**Stated goal 1:** In the Gilmore girls fan message, on what date and at what time was it sent?
**Stated goal 2:** Write the next few sentences of the Gilmore girls fan message, picking up right after its last sentence.

**Provided text:**
- - - -
Memoirs of a Gilmore girls fan: 6.13 missives.

Sent: Feb 2, 2006 11:08 AM

I'm still finding my feelings on the virtuoso close a bit difficult to process. I know I'm quite impressed, and I know I found it a potent, wisely concise distillation of not only a year's worth of generational conflict, but -- with its blatant oscillation between fucking and fighting, joking and attacking -- the essence of Gilmore girls itself. That said, I'm still wondering how well ASP's formal experimentation fits in with the show as a whole (even though it's always pleasing to see her push TV's aesthetic boundaries further and further). Obviously Gilmore girls -- with its reliance on long, unbroken masters -- is usually a series that eschews short, choppy scenes at all costs, but one might argue the rapid-fire pace of 6.13's ending fits in well with Gilmore girls' machine gun patter and general mania (though I probably still could have done without all the whip pans).

Despite the Luke's Daughter storyline continuing to be hopeless, ASP is beginning to nail the sad subtleties of the burgeoning distance between Luke and Lorelai. Also: the Paris plotline -- though mostly filler -- was hysterical. Yet another tour de force from Weil. This episode might, as you suggested a few weeks ago, herald a promising new trajectory for s6.
- - - -
**Given data:**
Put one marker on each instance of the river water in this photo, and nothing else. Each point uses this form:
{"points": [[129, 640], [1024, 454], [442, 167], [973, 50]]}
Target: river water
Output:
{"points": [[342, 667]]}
- - - -
**Exercise result 1:** February 2, 2006, at 11:08 AM.

**Exercise result 2:**
Sent: Feb 3, 2006 10:41 AM

For me, the Friday Night Dinner is not so much a question of how effective [director Kenny] Ortega and ASP's techniques were in and of themselves -- I don't think there's any disputing that every frame of the dinner is piercing -- rather it's a larger, more theoretical question about whether a show must maintain a lucid, stylistic consistency. I'm still not sure. My impulse is to say: generally yes, but you can push it here and there, so long as you don't push too hard (hence my thought that the whip pans, while useful, stray too far). Ironically enough, prior to watching this episode, I was flipping through my Time Out Film Guide and stumbled upon the Newsies entry. I'd long known Ortega directed Newsies, but I learned he started out as a choreographer. I think his vibrant sense of spatial orchestration really shines at 6.13's end.

Take me back.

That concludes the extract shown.